#### GIVEN INFORMATION ####

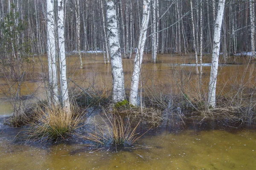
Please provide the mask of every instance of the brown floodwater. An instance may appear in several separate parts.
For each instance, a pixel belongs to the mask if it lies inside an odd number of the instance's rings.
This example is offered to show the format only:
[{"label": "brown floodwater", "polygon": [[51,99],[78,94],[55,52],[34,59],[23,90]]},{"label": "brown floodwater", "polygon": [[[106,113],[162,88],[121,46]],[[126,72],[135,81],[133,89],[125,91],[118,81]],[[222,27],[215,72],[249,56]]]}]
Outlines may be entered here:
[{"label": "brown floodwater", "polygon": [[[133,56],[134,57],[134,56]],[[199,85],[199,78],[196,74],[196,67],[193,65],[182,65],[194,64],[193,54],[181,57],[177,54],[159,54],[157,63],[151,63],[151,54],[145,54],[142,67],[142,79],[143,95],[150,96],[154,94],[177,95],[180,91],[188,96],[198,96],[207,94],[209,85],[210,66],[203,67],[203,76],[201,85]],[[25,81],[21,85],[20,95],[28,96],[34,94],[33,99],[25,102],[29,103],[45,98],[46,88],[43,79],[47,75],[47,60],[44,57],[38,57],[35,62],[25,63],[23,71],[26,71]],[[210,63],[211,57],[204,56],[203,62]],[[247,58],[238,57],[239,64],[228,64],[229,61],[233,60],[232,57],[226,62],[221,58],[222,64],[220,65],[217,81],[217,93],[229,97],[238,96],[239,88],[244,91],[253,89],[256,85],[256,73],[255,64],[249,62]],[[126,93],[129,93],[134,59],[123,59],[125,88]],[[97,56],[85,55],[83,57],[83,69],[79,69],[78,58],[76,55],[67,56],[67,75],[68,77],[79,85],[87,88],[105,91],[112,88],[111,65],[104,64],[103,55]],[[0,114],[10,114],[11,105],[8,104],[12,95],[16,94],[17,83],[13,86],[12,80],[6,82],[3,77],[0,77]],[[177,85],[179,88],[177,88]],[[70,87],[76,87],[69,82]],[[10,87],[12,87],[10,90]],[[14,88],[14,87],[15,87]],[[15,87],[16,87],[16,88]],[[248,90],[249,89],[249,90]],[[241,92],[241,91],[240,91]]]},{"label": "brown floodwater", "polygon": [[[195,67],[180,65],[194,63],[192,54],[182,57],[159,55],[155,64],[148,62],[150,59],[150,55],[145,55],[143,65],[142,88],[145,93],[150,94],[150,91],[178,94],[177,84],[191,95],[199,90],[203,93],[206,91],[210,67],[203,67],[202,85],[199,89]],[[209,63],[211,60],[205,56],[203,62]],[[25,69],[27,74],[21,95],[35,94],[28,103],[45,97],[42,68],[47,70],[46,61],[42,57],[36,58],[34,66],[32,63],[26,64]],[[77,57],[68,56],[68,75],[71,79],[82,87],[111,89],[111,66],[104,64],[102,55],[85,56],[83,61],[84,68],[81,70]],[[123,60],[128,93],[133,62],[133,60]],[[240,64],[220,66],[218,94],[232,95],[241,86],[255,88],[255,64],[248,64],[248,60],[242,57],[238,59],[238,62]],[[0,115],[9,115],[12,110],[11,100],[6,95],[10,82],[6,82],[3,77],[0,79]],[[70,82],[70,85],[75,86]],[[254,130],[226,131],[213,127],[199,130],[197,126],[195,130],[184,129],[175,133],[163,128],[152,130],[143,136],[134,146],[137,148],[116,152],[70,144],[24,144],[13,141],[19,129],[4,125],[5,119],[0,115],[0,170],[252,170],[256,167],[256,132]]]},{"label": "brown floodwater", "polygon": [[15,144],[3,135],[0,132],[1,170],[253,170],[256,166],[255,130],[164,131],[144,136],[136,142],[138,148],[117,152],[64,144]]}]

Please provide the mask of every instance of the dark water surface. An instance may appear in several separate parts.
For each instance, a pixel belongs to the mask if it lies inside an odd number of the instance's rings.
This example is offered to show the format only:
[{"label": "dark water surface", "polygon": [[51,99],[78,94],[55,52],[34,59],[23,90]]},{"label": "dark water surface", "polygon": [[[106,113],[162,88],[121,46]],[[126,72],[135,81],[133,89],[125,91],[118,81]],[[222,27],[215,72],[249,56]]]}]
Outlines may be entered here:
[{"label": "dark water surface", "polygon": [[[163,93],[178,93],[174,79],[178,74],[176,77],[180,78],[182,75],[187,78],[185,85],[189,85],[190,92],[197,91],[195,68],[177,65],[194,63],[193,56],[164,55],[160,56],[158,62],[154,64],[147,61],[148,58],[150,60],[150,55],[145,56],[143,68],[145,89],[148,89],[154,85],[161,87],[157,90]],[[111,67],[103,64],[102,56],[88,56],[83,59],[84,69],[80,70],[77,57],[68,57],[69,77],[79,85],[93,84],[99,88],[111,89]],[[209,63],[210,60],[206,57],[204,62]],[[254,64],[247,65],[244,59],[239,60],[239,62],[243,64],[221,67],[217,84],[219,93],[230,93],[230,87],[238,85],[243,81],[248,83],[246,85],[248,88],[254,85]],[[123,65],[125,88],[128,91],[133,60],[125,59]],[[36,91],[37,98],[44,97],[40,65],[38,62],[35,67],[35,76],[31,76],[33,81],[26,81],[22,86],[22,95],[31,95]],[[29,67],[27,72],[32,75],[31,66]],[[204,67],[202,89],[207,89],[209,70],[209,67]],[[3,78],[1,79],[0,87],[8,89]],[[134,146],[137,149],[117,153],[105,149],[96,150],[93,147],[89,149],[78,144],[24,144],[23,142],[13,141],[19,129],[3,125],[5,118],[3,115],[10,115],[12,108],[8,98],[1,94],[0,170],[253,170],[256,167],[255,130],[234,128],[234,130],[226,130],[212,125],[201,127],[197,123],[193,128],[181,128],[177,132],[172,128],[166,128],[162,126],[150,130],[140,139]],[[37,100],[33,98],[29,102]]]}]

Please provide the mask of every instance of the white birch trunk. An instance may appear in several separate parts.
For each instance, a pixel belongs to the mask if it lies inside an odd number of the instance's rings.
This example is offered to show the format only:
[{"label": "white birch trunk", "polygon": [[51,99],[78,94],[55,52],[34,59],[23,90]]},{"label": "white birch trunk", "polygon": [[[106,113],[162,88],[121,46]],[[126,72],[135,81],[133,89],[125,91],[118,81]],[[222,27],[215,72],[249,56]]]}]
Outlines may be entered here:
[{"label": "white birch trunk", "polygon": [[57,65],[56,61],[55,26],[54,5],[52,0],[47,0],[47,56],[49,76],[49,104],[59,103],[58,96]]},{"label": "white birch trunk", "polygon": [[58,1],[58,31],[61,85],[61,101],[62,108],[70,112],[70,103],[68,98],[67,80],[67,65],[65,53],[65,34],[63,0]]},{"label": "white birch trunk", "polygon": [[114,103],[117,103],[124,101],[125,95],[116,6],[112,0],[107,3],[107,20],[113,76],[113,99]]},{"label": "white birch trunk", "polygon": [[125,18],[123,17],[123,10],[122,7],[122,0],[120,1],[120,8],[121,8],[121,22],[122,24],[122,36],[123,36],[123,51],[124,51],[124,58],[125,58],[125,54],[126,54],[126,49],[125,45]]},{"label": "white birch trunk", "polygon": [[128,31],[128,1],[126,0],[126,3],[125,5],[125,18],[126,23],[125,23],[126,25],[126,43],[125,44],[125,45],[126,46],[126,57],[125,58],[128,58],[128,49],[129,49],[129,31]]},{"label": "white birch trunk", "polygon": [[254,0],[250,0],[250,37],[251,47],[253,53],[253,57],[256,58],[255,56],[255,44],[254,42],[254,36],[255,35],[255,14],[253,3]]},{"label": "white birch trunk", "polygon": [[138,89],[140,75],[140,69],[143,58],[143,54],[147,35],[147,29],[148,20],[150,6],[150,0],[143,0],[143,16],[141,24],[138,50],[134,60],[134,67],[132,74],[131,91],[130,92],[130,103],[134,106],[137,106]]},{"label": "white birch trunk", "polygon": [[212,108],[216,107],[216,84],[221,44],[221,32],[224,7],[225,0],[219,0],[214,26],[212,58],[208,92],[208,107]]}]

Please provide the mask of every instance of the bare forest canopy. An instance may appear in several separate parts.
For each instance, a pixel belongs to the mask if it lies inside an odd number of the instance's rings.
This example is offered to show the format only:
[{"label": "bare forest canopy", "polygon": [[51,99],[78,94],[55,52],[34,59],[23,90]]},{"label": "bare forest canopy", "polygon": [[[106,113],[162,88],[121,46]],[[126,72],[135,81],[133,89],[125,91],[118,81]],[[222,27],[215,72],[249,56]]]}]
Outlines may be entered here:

####

BRIEF: Count the lines of the material above that contain the string "parts", treating case as significant, and give only the number.

EXERCISE ANSWER: 4